The pound took a beating against the dollar in early trading as an opinion poll pointed to a photo-finish in the historic September 18 referendum to decide the issue of independence for Scotland, which may break away from the United Kingdom after 307 years.


The British press went to town on Monday with headlines such as ‘10 days to save the Union’ that was forged in 1707 when the kingdoms of England and Scotland joined together in a political union that has been described as the most successful on various parameters over the centuries.

The pro-independence campaign, called the ‘Yes’ campaign, is currently upbeat, while recent opinion poll results have hit something of a panic button in the anti-independence ‘No’ campaign.

Both sides stepped up their battle as the voting day nears.

The pound fell to its lowest level in 10 months, falling 1% against the dollar in early trading to $1.6159, and also fell almost 1% against the euro to 1.2480 euros.

British financial markets tumbled on Monday. Sterling fell more than 1% — its biggest one-day drop in 13 months — to $1.6141, long-dated government bonds tumbled and £3.5 billion was wiped off the market value of six London-listed companies with large exposure to Scotland.

It came after a YouGov poll suggested supporters of an independent Scotland had taken a narrow lead.

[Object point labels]
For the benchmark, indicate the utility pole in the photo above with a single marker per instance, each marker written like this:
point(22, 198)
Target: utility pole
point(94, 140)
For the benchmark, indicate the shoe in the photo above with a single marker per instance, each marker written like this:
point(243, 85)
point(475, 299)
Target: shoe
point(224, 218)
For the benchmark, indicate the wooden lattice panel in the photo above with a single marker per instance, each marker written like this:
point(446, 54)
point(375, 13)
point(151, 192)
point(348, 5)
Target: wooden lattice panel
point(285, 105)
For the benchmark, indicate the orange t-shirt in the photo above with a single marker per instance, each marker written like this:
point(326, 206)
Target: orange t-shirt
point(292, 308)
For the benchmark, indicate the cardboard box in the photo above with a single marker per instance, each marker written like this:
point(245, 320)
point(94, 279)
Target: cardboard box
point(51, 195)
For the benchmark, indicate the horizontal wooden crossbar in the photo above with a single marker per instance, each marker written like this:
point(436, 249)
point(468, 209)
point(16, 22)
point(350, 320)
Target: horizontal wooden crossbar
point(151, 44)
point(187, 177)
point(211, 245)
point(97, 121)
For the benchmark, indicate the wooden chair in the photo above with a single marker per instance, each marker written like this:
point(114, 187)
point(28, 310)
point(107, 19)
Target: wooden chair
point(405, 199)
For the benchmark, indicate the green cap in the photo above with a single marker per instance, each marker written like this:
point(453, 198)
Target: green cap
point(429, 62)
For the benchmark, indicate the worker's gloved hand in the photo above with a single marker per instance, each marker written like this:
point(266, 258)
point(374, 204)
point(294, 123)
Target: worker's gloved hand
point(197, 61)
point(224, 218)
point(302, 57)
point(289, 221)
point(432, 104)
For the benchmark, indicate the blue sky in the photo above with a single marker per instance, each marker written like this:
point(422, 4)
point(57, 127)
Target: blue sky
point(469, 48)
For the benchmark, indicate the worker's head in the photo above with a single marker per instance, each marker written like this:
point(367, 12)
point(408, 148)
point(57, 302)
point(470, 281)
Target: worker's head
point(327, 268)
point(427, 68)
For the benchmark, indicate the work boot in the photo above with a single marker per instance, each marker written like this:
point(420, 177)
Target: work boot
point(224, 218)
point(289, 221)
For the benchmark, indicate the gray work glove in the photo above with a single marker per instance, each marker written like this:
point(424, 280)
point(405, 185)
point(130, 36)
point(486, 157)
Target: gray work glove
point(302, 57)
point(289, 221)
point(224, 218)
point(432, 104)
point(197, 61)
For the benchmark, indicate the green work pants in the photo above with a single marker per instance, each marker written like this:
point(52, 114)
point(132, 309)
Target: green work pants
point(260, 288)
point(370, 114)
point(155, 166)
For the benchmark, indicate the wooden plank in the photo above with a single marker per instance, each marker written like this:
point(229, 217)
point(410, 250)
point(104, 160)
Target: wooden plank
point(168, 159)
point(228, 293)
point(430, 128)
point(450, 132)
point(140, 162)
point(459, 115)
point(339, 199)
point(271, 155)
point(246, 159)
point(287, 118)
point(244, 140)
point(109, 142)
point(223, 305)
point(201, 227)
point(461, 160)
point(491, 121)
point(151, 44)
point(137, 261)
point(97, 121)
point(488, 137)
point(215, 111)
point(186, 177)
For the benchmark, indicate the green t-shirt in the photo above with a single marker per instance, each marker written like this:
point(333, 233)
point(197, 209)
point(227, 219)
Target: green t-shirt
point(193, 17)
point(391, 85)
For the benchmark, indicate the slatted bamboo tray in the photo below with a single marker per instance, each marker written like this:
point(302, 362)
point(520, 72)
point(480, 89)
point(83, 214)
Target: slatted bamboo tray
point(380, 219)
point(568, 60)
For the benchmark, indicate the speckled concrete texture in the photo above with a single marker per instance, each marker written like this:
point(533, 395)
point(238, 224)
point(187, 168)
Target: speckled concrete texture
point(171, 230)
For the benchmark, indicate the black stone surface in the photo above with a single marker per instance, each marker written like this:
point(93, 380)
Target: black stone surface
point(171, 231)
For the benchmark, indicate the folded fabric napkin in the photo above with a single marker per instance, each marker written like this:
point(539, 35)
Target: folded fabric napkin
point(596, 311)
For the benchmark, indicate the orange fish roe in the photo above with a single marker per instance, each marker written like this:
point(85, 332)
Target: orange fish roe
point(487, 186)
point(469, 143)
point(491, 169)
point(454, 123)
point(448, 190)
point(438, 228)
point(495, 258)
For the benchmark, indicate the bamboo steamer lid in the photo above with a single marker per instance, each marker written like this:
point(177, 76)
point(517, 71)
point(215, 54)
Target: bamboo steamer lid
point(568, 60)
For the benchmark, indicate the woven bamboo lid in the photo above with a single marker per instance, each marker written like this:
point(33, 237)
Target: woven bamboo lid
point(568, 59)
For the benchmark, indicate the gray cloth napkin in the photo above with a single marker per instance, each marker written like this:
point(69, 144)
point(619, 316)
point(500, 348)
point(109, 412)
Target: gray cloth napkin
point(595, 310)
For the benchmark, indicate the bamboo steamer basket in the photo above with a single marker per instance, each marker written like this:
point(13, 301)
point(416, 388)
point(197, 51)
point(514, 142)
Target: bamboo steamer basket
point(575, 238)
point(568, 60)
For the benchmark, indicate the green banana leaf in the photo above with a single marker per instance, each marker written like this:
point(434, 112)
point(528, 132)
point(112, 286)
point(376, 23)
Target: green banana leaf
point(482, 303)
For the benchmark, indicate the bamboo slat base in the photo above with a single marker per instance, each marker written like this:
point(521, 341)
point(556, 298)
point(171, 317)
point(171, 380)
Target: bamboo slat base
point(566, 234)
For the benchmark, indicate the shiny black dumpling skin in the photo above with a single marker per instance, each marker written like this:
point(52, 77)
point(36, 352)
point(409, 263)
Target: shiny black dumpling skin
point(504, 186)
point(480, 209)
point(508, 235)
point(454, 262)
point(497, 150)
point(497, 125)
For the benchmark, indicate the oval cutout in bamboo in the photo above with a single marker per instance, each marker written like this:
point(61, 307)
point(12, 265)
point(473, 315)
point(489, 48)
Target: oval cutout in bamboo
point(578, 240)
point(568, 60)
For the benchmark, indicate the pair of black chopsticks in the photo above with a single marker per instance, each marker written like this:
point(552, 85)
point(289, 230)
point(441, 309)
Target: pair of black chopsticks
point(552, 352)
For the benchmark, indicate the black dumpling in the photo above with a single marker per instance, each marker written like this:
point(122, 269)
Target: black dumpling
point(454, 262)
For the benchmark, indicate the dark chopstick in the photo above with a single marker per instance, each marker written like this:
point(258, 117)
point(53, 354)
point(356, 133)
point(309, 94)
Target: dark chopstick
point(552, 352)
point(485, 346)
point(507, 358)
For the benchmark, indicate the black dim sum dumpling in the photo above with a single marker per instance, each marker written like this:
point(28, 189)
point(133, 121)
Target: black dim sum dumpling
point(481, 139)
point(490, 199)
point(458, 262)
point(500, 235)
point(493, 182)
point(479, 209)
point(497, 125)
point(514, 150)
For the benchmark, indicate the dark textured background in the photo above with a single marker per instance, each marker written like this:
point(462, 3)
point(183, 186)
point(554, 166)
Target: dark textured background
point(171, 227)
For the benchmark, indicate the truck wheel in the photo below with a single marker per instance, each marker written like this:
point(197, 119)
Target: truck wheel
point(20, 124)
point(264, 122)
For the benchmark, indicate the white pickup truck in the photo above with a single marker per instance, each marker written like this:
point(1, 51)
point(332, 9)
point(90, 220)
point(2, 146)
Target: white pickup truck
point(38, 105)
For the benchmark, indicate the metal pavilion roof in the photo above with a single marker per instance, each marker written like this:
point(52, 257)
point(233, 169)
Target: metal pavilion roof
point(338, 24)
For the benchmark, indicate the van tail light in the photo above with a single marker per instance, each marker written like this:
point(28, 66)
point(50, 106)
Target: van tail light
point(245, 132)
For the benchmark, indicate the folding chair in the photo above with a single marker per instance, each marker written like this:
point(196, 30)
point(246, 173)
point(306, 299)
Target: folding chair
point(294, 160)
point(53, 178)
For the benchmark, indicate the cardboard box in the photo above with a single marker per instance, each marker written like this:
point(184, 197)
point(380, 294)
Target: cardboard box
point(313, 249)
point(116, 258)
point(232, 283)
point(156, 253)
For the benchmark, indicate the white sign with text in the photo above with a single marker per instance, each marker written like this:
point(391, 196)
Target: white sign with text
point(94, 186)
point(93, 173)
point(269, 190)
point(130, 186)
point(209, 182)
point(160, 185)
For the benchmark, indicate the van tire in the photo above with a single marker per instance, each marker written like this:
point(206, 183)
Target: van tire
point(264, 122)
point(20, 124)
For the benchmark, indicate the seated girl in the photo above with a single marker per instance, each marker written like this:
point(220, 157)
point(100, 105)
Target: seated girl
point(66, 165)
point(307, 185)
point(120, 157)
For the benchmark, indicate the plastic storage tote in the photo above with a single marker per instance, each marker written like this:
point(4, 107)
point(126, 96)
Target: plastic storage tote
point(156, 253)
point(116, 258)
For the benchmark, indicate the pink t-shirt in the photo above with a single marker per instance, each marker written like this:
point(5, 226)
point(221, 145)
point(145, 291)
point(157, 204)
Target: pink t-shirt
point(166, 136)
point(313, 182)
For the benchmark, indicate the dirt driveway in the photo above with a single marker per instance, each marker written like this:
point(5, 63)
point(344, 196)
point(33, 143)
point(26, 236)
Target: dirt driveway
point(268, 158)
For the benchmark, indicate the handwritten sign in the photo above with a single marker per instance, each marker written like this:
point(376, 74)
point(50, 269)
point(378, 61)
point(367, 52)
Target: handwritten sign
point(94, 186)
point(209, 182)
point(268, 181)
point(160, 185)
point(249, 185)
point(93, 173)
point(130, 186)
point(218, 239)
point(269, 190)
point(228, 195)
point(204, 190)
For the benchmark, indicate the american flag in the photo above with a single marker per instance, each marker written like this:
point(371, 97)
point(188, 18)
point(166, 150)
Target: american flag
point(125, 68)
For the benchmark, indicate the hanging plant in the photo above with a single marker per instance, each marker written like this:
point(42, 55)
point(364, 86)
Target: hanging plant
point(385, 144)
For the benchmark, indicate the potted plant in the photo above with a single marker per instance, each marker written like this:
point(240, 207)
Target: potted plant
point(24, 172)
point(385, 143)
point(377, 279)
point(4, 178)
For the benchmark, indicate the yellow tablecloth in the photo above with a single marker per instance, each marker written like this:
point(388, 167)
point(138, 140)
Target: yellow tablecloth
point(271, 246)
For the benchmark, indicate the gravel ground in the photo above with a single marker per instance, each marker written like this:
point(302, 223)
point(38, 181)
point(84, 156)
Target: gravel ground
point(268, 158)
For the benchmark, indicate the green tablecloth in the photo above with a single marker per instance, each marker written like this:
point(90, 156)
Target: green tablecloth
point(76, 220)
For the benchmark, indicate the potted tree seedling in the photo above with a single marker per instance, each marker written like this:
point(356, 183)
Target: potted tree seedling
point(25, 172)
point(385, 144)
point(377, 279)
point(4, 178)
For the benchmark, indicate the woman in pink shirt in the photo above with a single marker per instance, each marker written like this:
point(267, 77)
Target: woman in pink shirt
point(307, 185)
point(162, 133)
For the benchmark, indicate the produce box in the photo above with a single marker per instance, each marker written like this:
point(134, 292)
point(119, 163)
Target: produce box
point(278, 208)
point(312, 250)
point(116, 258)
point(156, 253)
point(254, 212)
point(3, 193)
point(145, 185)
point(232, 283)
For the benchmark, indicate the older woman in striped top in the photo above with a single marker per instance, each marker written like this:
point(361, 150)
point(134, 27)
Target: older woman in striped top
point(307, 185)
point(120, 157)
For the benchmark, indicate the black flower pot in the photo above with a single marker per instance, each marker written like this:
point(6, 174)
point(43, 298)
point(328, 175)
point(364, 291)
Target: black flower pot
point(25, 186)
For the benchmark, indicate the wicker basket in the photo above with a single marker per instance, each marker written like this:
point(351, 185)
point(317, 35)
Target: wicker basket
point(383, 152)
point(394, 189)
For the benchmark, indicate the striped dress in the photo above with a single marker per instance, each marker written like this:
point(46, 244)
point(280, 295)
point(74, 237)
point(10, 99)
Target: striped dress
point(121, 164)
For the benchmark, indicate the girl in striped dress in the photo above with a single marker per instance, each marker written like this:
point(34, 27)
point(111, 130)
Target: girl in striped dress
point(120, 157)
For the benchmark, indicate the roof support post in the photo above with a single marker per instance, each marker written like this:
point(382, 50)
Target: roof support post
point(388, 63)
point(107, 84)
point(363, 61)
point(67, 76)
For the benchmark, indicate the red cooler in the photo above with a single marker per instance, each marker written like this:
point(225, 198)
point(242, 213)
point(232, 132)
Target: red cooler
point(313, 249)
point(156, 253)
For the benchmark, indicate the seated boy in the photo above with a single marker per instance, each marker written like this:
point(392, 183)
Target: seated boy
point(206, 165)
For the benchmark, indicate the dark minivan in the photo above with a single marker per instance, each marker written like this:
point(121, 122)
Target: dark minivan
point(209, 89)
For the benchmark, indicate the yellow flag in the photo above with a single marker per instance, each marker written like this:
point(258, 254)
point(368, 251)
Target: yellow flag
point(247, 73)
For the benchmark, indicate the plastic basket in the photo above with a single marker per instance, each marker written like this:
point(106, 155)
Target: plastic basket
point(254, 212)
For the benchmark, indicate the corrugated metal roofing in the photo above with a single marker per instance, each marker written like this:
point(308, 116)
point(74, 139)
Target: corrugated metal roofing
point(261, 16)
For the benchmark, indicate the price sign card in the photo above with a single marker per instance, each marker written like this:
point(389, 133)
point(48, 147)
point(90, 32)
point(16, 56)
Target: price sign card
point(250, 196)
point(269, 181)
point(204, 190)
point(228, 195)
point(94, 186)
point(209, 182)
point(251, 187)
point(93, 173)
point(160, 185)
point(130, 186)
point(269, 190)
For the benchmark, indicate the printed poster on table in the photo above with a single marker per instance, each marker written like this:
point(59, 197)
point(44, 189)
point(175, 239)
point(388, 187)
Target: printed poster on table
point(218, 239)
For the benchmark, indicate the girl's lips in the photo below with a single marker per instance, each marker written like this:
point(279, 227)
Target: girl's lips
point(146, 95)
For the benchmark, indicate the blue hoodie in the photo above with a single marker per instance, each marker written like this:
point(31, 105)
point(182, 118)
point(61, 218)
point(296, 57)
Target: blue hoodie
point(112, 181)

_What is asked_
- a) Answer from the news excerpt:
(i) On what date is the Scottish independence referendum set to take place?
(ii) In what year was the union of England and Scotland forged?
(iii) How much market value was wiped off the six London-listed companies with large exposure to Scotland?
- b) Resize the entries from the line with "For the benchmark, indicate the bamboo slat" up to and including the line with "point(566, 234)". Write those lines out again, requests included. Multiply each coordinate in the answer points by 2.15 and round to whole numbers, with halves rounding up. Leave the requests and their sample points as they are.
The news excerpt and the entries have no connection to each other.

_Solutions_
- a)
(i) September 18
(ii) 1707
(iii) £3.5 billion

- b)
For the benchmark, indicate the bamboo slat base in the photo above with a single marker per instance, each marker written like this:
point(521, 341)
point(556, 298)
point(171, 317)
point(171, 380)
Target: bamboo slat base
point(1217, 503)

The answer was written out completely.